Série de consignes
(1) Recopiez, s'il vous plaît, le passage du texte sur les smartphones qui commence par « Addictions ordinaires – » et va jusqu'à « billets dessus, etc.). ».
(2) Expliquez en une à trois phrases pourquoi, selon le texte sur les smartphones, les tweets étaient limités à 140 caractères aux débuts de Twitter.

Addictions ordinaires – Nocline
@nocline Ce qui me sauve, c'est que je suis un vieux d'Internet. Pas autant que les dinosaures qui ont connu les BBS, Usenet, etc. mais très vieux par rapport aux usages actuels. J'ai connu les forums. J'ai été témoin de la période dorée des blogs où les gens conseillaient des trucs de professionnels pour en vivre ou se démarquer (optimiser son référencement Google, installer des outils de stats qui tracent les utilisateurs pour savoir ce qui les intéresse et faire des billets dessus, etc.).
Donc je comprends Eco sur ce point, tout en m'inscrivant en faux : quand il écrit La société liquide, on était déjà sorti de ce modèle. Les gens avaient tous un smartphone (rappel que je ne m'y suis mis qu'en novembre 2016 avec pour raison avouée de pouvoir contrôler le rendu de mes pages web et utiliser Silence et Signal, deux messageries chiffrées… même de nos jours, mon frère et moi on détonne dans les repas de famille à ne pas sortir le smartphone là où tous les cousins moins âgés reçoivent et répondent à des notifs), et c'est le smartphone qui a accentué la ruée vers les réseaux sociaux. Tu prends Twitter à ses débuts, on pouvait tweeter par SMS, d'où la limite des 140 caractères, ça demandait pas un monstre de guerre qui bouffe toute la mémoire disponible.
C'est pas que les réseaux sociaux n'existaient pas avant les smartphones, ni n'avaient aucune pratique nocive. C'est juste que ces pratiques ont été amplifiées par l'usage des smartphones. Le scroll infini était déjà présent sur PC, mais le smartphone le rend infiniment plus simple dans la pratique (ne serait-ce qu'au niveau musculaire, le pouce opposable effectue un mouvement plus naturel que celui de l'index sur une molette de la souris). L'instantanéité et la présence toujours-connectée, c'est le smartphone qui a amplifié le phénomène. Facebook à ses débuts, tu fermes le site, tu reçois un mail avec les notifs que tu as loupées, mais ça demande que tu fasses l'effort d'ouvrir tes mails puis Facebook. Le smartphone te donne directement la notification, comme un SMS, même quand tu dors ou que tu es au cinéma. Tu es toujours joignable, tu es toujours rappelée à revenir, tu es toujours sous l'emprise de la drogue.

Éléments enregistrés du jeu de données
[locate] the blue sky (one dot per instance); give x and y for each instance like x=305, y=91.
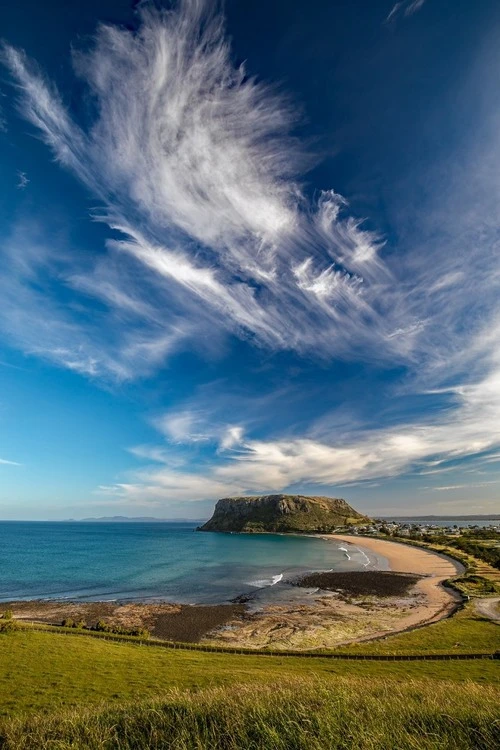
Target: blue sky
x=249, y=248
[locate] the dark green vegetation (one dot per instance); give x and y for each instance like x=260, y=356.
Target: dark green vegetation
x=303, y=714
x=7, y=622
x=366, y=583
x=48, y=670
x=102, y=626
x=282, y=513
x=483, y=544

Réponses par consigne
(1)
Addictions ordinaires – Nocline
@nocline Ce qui me sauve, c'est que je suis un vieux d'Internet. Pas autant que les dinosaures qui ont connu les BBS, Usenet, etc. mais très vieux par rapport aux usages actuels. J'ai connu les forums. J'ai été témoin de la période dorée des blogs où les gens conseillaient des trucs de professionnels pour en vivre ou se démarquer (optimiser son référencement Google, installer des outils de stats qui tracent les utilisateurs pour savoir ce qui les intéresse et faire des billets dessus, etc.).

(2) Aux débuts de Twitter, on pouvait tweeter par SMS, et c'est de là que venait la limite des 140 caractères.